-- DIRECTIONS --
Shift every bounding-box coordinate up by 130 on the lines from the one with "white building visible." through the end of the entries, inclusive. Write all of those lines out again, keeping the non-coordinate lines unchanged and altering only the coordinate values.

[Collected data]
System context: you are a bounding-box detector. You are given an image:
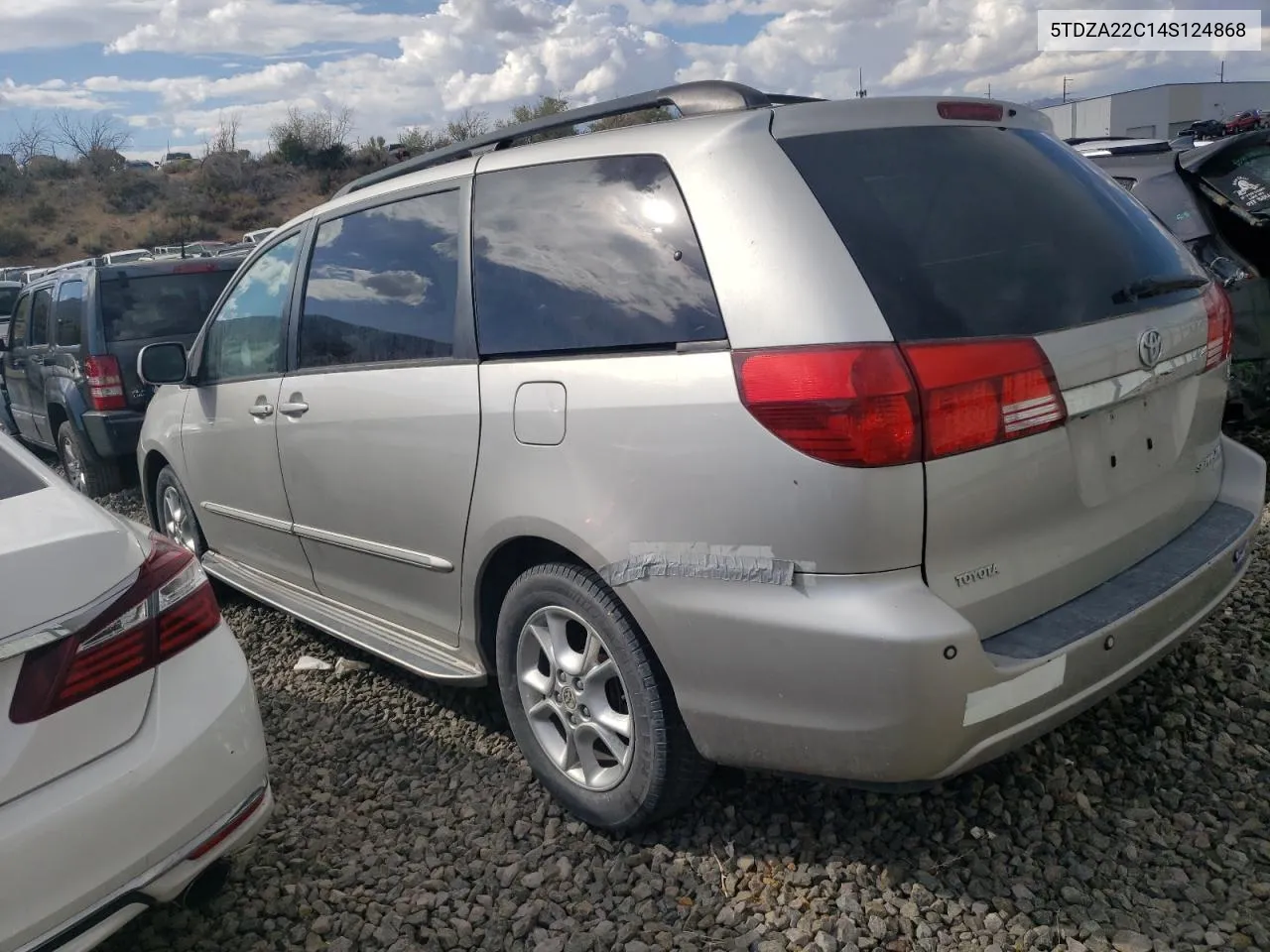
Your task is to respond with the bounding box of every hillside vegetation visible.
[0,96,670,266]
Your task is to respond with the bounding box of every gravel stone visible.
[91,434,1270,952]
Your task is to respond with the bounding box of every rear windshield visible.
[781,126,1203,340]
[99,269,232,341]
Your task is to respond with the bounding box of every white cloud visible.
[0,0,1270,157]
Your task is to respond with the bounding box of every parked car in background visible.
[0,435,273,952]
[1224,109,1262,136]
[1075,131,1270,422]
[1183,119,1225,139]
[96,248,154,266]
[0,259,237,496]
[137,82,1265,829]
[242,228,277,245]
[0,281,22,344]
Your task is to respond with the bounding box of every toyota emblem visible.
[1138,327,1165,371]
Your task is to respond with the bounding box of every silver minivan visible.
[139,82,1265,829]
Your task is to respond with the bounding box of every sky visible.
[0,0,1270,159]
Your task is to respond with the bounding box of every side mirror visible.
[137,341,186,386]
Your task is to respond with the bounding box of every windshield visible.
[781,126,1203,340]
[99,269,232,341]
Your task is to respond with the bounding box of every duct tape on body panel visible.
[599,542,797,588]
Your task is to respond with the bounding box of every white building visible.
[1042,81,1270,139]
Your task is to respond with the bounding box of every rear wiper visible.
[1111,274,1207,304]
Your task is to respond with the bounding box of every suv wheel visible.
[155,466,207,556]
[496,563,710,831]
[58,420,119,499]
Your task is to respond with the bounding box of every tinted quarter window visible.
[54,281,83,346]
[98,269,234,343]
[300,191,458,367]
[472,155,725,355]
[31,289,54,346]
[9,295,32,346]
[780,126,1203,340]
[199,235,300,384]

-- WRITTEN RESPONSE --
Your task is to respond with the bounding box of every white building visible.
[1172,211,1400,269]
Your task is to respond with the bounding box of every rear wiper visible.
[1241,404,1337,434]
Your task is to respond with the bounding box of every suv wheel visible.
[285,596,337,686]
[626,693,840,961]
[188,550,249,629]
Your task is to respond with the bounding box of every tinted quarter window visible.
[184,411,213,476]
[228,399,364,473]
[430,321,588,497]
[602,285,855,485]
[161,419,184,476]
[139,425,162,476]
[910,256,1333,470]
[329,365,430,514]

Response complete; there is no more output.